WHAT NEEDS TO BE DONE. Edit the listing below so that each "thickest part" becomes "widest part", keeping every other line unchanged.

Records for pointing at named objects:
>> Start
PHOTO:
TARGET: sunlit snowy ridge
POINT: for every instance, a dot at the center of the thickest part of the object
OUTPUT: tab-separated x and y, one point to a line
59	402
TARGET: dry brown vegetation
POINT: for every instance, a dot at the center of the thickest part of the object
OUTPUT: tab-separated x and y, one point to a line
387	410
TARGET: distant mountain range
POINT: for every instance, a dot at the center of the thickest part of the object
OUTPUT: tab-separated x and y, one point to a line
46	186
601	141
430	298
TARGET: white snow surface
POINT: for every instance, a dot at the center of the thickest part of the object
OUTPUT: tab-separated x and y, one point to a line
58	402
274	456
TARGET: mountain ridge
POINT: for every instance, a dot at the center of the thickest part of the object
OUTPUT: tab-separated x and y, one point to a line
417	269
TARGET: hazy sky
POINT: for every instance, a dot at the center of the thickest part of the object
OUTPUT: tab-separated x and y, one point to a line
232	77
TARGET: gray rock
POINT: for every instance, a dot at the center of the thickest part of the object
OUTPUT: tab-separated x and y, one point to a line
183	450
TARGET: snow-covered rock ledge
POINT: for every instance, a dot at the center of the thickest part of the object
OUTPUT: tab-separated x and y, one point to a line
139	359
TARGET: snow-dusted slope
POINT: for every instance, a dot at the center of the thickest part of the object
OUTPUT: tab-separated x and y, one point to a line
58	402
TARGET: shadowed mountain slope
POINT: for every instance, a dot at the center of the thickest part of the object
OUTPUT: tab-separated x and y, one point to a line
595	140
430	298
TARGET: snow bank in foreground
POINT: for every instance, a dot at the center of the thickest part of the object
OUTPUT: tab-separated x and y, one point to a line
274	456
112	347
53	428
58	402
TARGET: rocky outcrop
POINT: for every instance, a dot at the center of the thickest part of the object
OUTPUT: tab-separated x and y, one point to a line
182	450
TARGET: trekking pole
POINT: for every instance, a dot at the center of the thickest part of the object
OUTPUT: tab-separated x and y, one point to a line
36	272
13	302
>> End
EXERCISE OUTPUT.
PHOTO:
TARGET: sunlit snowy ridge
POINT: for every instance, a dot at the center of the widest part of the object
OUTPUT: tab-separated x and y, one point to a line
59	402
TARGET: dry brown vegetation
POINT: for every instance, a dot at the center of the widest part of the object
OUTPUT: tab-separated x and y, one point to a line
387	410
TARGET: distant mountain range
POINT: for every instance, a dot at the center of the widest part of the object
OUTPUT: tab-separated x and y, one point to a line
46	186
601	141
430	298
TARGET: white snow surface
POINT: for every instance, a dot at the center of the widest part of the object
OUTPUT: tab-separated x and y, one point to a line
58	402
274	456
TARGET: mountain ridge
POINT: for every instance, a dot at the center of the widest part of the object
OUTPUT: tab-separated x and y, one point to a line
417	269
TARGET: hazy sky
POINT: for every instance, a dot at the center of the widest part of the object
OUTPUT: tab-separated x and y, one point to a line
232	77
TARGET: gray rock
POINT: for every instance, a dot at the center of the widest part of the object
OUTPUT: tab-separated x and y, one point to a line
183	450
TARGET: snow-covered rock ledge
POINT: for every instance, a dot at the center of the widest part of the object
OUTPUT: tab-separated x and y, one point to a line
139	359
TARGET: snow-dusted slope
POINT: for every instance, a dot at the center of the widest part of the object
OUTPUT: tab-separated x and y, one point to a line
58	402
TARGET: shadowed mountain slope
POINT: for every instance, a dot at the center of the widest part of the object
OUTPUT: tab-separated x and y, one point to a line
595	140
430	298
TARGET: snow bank in foreground
POINT: for every instance, a dot at the center of the widest part of the object
OUTPUT: tab-separated x and y, one point to a line
274	456
112	347
53	428
58	402
TARGET: rocky outcrop
POINT: for every instance, a dot at the center of the widest part of the object
OUTPUT: tab-separated x and y, one point to a line
182	450
TARGET: trekking pole
POINT: for every instance, a dot at the center of the widest part of the object
OUTPUT: tab-separated x and y, one point to a line
36	272
13	302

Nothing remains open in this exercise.